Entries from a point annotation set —

*****

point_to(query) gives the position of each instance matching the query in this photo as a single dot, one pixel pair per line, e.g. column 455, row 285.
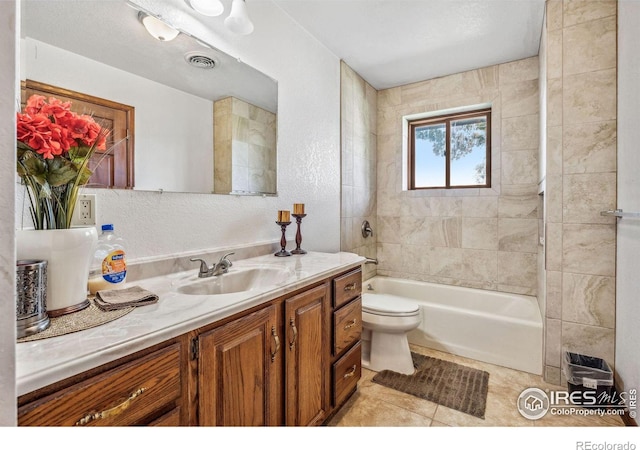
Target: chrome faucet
column 219, row 268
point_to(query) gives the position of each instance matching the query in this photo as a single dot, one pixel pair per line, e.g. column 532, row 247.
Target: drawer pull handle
column 294, row 330
column 351, row 324
column 350, row 287
column 113, row 411
column 351, row 372
column 276, row 340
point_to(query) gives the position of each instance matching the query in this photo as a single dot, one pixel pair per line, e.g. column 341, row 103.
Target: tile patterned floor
column 374, row 405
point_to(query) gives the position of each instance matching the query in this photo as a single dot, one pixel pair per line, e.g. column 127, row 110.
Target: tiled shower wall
column 358, row 128
column 482, row 238
column 581, row 117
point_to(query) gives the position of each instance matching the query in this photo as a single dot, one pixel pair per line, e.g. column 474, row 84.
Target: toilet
column 386, row 320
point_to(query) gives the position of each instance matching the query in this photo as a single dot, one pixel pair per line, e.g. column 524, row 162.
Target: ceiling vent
column 199, row 60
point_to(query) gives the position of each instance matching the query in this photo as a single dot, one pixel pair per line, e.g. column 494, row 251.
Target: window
column 113, row 168
column 450, row 151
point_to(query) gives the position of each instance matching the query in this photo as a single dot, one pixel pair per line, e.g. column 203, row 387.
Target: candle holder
column 283, row 240
column 298, row 250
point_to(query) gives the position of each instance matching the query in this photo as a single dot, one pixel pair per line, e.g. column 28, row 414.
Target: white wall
column 628, row 283
column 308, row 75
column 156, row 224
column 8, row 99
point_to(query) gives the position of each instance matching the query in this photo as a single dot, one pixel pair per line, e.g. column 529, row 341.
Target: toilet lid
column 388, row 305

*****

INSTRUCTION — Retype the stretch of the listing from its start through the line containing "column 374, row 405" exactly, leaving the pictures out of your answer.

REPLY —
point_to(query) gives the position of each instance matching the query in this photo as a single dot, one pixel pair per line, e.g. column 455, row 285.
Target: chrome faucet
column 219, row 268
point_to(query) gives the position of each instance matching the query in this photo as a single dot, one pixel pair per line, e.g. column 532, row 247.
Target: drawer pull handle
column 294, row 330
column 351, row 324
column 350, row 287
column 113, row 411
column 351, row 372
column 276, row 340
point_to(query) gives the position of each instance matching the query in this photo as a single dot, one pixel pair per line, e.g. column 341, row 103.
Target: tile patterned floor
column 374, row 405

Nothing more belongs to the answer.